Albaugh LLC is based in Ankeny, as is Albaugh's collection of 150 classic cars, especially Chevrolet convertibles. Albaugh started the collection with the purchase in 1998 of a 1957 Chevy Bel Air convertible from a golfing friend and told his wife he would stop when he completed the Tri-Five Chevrolets, the 1955, 1956 and 1957 models. His collection of about 150 vehicles, mostly convertibles, includes the Tri-Five Chevrolets as well as Chevy models from 1912 to 1975 and is housed in a 28000 sqft garage in Ankeny. Albaugh is known to do mechanical work on some of the cars in his collection as time allows. When younger, his father had refused to let him buy a convertible, feeling they were not safe enough. According to Murl Randall, a Chevrolet historian and collector, the collection is "probably the best assemblage of convertible Chevys in the country."

Provided data:

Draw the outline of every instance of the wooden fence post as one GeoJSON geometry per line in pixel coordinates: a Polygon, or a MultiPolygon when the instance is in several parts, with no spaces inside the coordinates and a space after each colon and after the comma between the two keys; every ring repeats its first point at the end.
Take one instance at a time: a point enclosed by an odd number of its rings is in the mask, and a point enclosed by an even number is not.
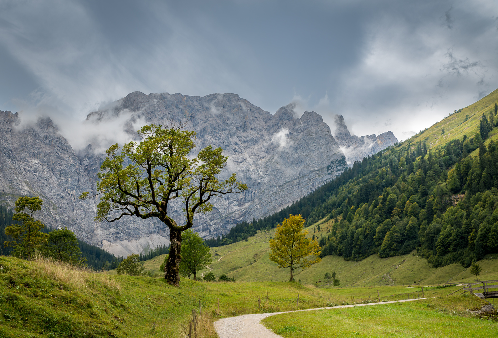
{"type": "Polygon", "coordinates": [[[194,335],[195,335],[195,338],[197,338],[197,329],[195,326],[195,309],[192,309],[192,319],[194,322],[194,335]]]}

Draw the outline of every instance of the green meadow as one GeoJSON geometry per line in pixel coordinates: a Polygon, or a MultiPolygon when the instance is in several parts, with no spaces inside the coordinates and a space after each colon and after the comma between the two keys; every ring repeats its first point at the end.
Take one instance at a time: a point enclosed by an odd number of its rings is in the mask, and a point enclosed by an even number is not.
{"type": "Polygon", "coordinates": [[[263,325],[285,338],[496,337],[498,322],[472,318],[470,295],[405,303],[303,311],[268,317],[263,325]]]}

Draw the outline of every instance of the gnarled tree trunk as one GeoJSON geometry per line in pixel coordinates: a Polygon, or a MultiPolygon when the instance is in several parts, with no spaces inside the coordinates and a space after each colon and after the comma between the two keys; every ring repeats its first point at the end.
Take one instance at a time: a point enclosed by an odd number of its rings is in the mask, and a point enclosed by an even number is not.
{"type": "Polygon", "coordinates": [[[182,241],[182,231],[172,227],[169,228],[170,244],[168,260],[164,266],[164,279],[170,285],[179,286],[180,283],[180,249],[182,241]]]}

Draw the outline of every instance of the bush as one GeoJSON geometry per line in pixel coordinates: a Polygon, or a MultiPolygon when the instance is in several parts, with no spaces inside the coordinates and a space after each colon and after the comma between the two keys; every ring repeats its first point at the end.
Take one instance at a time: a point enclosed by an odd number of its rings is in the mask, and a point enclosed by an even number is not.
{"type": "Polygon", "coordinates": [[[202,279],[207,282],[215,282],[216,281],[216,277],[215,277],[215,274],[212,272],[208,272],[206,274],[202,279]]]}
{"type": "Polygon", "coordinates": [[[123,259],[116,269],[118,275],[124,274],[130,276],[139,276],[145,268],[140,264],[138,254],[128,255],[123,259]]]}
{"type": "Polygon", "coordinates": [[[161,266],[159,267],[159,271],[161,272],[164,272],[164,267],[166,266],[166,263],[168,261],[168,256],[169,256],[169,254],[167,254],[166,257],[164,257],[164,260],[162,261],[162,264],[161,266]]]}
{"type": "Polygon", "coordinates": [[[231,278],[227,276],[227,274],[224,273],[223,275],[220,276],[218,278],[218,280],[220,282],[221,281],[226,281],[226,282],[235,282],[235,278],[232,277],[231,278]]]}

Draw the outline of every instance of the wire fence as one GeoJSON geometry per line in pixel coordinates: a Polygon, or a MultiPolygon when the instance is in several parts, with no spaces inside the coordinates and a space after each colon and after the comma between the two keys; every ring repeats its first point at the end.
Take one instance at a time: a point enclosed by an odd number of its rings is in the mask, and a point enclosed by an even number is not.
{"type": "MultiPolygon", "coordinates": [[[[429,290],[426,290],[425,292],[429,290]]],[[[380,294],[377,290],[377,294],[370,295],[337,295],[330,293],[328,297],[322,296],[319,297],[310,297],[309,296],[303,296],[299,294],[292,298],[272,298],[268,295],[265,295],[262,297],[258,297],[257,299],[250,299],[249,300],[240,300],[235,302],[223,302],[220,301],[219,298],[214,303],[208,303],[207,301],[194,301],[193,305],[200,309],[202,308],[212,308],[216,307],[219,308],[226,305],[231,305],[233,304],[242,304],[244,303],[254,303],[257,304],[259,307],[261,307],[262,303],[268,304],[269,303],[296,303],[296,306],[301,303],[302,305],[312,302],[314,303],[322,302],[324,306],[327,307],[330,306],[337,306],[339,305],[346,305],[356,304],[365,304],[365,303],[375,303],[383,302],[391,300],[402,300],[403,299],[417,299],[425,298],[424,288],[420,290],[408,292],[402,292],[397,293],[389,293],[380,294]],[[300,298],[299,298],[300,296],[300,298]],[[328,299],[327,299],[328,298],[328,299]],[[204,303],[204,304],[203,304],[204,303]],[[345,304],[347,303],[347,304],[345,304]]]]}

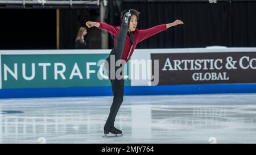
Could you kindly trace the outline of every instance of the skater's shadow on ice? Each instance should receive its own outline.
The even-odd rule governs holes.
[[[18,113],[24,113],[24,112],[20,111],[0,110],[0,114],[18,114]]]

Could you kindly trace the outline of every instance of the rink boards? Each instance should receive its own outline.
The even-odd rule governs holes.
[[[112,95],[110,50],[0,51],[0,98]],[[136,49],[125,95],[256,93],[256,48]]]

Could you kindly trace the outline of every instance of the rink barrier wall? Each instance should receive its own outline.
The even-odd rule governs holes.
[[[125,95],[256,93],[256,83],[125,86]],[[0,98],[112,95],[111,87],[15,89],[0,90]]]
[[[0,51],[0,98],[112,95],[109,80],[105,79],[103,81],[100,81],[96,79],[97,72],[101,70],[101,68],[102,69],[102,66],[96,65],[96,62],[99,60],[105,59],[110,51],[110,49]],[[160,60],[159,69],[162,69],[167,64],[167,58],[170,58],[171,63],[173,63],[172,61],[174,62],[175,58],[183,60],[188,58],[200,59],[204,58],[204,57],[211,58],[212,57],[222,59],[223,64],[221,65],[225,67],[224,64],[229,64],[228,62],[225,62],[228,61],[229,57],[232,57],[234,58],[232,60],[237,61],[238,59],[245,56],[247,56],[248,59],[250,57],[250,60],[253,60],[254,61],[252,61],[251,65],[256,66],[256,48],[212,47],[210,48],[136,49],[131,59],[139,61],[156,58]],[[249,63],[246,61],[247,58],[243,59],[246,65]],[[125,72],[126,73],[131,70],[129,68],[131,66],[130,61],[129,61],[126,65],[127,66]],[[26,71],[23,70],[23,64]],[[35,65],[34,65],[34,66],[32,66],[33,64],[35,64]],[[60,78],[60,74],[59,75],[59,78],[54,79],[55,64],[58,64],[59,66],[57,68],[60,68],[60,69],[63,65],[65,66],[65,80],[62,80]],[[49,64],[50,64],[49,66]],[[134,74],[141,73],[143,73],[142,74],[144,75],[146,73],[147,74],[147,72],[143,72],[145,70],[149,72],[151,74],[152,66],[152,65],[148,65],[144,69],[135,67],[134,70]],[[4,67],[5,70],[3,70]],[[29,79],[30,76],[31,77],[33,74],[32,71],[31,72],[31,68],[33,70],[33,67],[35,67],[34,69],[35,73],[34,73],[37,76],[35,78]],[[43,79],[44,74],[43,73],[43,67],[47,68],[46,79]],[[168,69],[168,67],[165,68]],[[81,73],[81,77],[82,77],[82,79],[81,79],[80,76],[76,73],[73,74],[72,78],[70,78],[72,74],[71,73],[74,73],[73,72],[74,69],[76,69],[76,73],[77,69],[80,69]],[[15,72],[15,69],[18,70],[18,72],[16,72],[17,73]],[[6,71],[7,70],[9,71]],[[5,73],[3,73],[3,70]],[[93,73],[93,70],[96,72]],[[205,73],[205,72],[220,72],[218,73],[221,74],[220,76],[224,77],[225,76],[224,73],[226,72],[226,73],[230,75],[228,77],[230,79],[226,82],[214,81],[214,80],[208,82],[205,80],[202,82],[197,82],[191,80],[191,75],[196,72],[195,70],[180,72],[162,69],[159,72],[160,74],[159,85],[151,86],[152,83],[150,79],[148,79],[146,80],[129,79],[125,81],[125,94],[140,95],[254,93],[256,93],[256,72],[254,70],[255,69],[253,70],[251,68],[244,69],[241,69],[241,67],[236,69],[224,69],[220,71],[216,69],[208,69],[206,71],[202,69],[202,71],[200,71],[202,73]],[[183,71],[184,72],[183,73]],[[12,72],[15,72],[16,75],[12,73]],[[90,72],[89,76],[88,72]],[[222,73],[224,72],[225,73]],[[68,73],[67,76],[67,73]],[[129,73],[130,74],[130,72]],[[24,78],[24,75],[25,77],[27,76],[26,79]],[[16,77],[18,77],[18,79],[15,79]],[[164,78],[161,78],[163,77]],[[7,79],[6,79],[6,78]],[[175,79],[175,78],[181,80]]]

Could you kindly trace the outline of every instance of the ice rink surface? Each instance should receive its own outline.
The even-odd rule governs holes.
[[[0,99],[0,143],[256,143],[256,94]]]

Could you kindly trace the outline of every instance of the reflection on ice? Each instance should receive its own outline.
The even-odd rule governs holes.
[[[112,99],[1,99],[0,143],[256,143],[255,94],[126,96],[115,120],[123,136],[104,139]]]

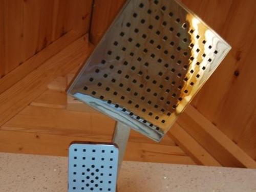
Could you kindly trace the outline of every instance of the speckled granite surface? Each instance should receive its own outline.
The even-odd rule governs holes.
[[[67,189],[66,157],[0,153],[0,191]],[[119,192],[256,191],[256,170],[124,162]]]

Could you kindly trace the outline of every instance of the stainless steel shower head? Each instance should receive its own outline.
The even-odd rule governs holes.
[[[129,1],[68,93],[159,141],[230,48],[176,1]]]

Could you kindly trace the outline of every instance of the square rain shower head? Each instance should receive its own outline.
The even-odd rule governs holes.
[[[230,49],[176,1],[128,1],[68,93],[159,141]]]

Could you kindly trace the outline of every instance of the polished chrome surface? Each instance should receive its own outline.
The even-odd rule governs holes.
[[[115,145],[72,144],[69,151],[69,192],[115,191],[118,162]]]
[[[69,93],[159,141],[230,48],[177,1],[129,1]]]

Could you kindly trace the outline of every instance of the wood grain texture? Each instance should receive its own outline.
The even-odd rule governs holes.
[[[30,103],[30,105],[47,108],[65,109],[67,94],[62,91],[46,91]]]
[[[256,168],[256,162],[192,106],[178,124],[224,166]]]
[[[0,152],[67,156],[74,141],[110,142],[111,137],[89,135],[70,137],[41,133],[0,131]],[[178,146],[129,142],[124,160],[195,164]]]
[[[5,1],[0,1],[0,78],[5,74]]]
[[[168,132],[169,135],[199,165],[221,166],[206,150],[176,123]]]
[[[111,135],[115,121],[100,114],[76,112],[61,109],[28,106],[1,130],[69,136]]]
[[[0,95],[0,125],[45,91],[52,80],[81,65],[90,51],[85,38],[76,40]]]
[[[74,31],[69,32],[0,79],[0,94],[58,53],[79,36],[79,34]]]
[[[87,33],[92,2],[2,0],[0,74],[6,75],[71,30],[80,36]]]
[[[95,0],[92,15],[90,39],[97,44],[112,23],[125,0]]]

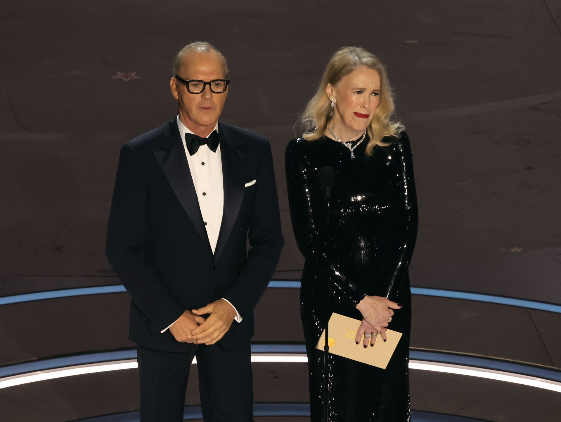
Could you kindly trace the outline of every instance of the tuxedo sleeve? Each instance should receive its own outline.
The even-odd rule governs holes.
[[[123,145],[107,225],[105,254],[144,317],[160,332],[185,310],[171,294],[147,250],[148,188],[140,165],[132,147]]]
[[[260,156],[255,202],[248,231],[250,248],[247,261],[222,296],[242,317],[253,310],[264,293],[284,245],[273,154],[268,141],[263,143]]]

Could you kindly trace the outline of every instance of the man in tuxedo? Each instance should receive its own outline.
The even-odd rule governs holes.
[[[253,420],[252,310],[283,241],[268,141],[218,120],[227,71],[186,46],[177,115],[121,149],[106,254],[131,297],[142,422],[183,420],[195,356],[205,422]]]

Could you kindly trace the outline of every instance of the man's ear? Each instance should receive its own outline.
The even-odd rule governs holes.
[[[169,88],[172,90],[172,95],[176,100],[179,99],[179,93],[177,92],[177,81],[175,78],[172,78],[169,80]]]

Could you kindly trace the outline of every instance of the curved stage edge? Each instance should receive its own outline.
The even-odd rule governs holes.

Tasks:
1. Translate this sentence from the passage on Albaugh's classic car collection into Spanish: "Albaugh is known to do mechanical work on some of the cars in his collection as time allows."
2. Resume the passage on Albaugh's classic car collection, writing on from its final sentence.

Expected outputs:
1. Se sabe que Albaugh realiza trabajos mecánicos en algunos de los autos de su colección cuando el tiempo se lo permite.

2.
==Personal life==
Albaugh is married to Susan. They have two daughters and live in Ankeny, a suburb of Des Moines, Iowa. In August 2018, he sold his 10,000 sqft house in Ankeny to Todd Rueter, an Elkhart businessman, for $2.32 million, having built a slightly smaller 8,773 sqft home nearby.

He owns a private 19-hole golf course, Talons Golf, in Ankeny.